* _Short problem_
Please reproduce the items below word for word, starting with the line that contains "Phrase: grey ceramic vase" and continuing through the final line of the items, both included. Give only those lines.

● ● ● ● ●

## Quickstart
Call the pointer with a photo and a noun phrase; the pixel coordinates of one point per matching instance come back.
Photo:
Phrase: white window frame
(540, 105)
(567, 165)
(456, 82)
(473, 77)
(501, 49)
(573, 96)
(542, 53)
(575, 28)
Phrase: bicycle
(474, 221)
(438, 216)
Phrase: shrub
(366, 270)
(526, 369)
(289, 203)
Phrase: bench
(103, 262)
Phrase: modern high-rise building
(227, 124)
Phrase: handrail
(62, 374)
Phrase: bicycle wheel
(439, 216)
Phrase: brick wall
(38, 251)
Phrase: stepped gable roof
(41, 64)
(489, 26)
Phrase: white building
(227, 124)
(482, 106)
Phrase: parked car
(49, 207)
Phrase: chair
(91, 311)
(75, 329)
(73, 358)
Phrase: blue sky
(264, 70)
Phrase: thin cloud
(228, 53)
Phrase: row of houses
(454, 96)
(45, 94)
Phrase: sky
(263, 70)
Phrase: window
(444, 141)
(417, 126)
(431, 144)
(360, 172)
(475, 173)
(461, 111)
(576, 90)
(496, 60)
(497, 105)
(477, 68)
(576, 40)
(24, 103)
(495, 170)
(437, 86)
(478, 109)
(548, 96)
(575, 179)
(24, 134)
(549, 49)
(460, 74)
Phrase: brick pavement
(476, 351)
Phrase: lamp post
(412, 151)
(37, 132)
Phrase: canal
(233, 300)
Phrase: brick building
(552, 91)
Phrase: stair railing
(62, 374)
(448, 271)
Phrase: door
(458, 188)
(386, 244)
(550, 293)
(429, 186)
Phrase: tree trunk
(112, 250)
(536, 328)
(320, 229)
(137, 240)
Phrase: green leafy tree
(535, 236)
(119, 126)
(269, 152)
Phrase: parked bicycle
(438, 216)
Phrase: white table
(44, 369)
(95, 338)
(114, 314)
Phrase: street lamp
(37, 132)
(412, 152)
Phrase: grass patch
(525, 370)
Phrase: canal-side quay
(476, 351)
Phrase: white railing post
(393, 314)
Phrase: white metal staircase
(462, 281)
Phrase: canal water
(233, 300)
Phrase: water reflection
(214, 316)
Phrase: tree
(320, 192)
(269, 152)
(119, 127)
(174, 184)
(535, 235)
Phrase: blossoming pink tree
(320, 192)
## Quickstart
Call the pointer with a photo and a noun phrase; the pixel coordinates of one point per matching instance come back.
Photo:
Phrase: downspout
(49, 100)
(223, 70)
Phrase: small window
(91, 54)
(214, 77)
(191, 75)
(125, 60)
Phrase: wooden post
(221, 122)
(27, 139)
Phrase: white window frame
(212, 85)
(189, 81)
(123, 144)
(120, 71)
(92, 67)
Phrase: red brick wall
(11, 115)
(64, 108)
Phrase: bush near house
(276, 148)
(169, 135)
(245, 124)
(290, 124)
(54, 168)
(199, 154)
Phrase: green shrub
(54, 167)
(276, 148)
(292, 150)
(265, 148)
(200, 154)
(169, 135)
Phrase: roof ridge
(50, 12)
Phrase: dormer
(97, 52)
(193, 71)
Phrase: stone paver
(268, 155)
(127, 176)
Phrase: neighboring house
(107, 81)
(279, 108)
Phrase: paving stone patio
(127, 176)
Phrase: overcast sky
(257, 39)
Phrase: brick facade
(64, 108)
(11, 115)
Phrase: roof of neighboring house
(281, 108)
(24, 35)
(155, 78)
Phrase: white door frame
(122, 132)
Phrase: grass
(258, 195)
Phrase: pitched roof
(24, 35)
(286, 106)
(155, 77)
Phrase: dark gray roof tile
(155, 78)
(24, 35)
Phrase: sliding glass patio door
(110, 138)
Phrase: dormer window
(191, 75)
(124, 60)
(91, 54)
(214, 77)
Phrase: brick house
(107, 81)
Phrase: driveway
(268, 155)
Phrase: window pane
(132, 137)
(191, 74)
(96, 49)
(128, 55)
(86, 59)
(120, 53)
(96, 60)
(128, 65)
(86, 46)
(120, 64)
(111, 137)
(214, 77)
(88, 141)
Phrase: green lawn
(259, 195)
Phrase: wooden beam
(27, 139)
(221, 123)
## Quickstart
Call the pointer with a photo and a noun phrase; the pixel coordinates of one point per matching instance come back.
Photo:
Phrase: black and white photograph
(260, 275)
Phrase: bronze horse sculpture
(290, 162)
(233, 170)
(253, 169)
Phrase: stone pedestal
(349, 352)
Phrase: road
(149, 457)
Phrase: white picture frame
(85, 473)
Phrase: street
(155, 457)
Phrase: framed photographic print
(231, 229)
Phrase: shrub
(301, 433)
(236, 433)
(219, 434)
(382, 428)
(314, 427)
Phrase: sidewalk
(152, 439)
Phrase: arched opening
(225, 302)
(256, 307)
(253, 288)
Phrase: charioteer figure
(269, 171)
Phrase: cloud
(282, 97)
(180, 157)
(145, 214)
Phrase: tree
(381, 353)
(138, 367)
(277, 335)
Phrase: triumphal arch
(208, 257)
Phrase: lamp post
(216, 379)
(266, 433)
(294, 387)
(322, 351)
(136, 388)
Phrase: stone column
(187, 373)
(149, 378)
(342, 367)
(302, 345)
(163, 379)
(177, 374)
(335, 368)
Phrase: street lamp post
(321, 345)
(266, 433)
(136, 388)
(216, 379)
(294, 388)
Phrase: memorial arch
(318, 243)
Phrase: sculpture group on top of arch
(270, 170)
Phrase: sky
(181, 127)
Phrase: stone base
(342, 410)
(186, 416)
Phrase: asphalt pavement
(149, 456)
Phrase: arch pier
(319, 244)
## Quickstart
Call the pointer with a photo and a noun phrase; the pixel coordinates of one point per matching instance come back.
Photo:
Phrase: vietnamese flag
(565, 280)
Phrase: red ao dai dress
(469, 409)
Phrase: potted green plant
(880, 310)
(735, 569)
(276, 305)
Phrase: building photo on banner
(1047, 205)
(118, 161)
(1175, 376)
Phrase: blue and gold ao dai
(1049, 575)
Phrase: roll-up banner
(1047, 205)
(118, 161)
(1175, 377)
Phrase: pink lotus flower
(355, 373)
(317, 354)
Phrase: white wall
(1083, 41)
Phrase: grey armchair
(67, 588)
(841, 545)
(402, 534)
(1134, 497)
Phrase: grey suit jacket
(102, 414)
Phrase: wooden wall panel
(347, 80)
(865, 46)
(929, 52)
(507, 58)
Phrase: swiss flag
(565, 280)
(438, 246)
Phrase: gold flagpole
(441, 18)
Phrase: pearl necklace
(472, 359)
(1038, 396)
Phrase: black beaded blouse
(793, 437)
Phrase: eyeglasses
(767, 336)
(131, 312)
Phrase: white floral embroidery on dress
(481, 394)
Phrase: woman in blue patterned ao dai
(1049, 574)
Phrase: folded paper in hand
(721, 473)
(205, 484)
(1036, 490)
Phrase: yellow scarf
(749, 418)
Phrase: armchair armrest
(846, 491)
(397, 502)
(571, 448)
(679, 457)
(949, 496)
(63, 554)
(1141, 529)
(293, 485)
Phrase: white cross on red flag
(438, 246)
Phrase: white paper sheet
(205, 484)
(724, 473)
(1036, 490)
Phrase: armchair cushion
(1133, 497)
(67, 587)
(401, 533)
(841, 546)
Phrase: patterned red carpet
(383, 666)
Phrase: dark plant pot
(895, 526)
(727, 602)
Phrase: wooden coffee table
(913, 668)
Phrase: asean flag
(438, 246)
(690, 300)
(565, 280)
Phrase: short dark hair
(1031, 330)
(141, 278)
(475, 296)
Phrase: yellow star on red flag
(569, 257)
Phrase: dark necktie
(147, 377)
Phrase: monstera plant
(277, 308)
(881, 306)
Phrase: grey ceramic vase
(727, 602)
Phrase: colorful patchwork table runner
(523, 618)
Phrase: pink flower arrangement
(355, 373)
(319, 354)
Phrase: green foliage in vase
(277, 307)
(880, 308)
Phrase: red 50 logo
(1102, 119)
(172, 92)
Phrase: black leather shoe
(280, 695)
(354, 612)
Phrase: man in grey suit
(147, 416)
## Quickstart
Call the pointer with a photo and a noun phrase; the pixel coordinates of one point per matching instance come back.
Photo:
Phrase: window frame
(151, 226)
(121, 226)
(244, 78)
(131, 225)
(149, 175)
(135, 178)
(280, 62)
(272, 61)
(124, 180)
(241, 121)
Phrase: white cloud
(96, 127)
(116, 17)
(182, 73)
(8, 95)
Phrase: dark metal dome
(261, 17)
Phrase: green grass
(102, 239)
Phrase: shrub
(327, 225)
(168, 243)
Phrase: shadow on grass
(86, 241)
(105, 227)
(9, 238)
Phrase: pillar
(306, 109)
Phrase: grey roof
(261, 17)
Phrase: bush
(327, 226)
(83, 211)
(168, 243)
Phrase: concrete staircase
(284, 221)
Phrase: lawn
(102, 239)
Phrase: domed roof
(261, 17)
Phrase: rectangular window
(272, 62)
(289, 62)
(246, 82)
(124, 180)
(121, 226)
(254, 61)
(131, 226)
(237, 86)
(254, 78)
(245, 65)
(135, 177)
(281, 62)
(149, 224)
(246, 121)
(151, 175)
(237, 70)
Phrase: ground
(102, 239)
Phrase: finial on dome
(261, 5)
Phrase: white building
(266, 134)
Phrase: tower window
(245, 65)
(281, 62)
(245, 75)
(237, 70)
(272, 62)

● ● ● ● ●

* _Expected answer_
Phrase: grey ceramic vase
(727, 602)
Phrase: colorful patchwork table runner
(523, 618)
Phrase: pink flower arrangement
(355, 373)
(319, 354)
Phrase: green foliage in vase
(277, 307)
(880, 308)
Phrase: red 50 logo
(1102, 119)
(172, 92)
Phrase: black leather shoe
(280, 695)
(354, 612)
Phrase: man in grey suit
(147, 416)
## Quickstart
Call the pointer with a photo and a noun phrase; the pixel coordinates of one point per matching instance come back.
Photo:
Phrase: window frame
(151, 226)
(121, 226)
(244, 78)
(131, 225)
(149, 175)
(135, 178)
(280, 62)
(272, 61)
(124, 180)
(241, 121)
Phrase: white cloud
(96, 127)
(116, 17)
(182, 73)
(8, 95)
Phrase: dark metal dome
(261, 17)
Phrase: green grass
(102, 239)
Phrase: shrub
(327, 225)
(168, 243)
Phrase: shadow on grass
(86, 241)
(105, 227)
(9, 238)
Phrase: pillar
(306, 109)
Phrase: grey roof
(261, 17)
Phrase: bush
(327, 226)
(83, 211)
(168, 243)
Phrase: concrete staircase
(284, 221)
Phrase: lawn
(102, 239)
Phrase: domed roof
(261, 17)
Phrase: rectangular window
(272, 62)
(289, 62)
(246, 82)
(124, 180)
(121, 226)
(254, 61)
(131, 226)
(237, 86)
(254, 78)
(245, 65)
(135, 177)
(281, 62)
(149, 224)
(246, 121)
(151, 175)
(237, 70)
Phrase: ground
(102, 239)
Phrase: finial on dome
(261, 5)
Phrase: white building
(266, 134)
Phrase: tower window
(245, 65)
(281, 62)
(245, 75)
(237, 70)
(272, 62)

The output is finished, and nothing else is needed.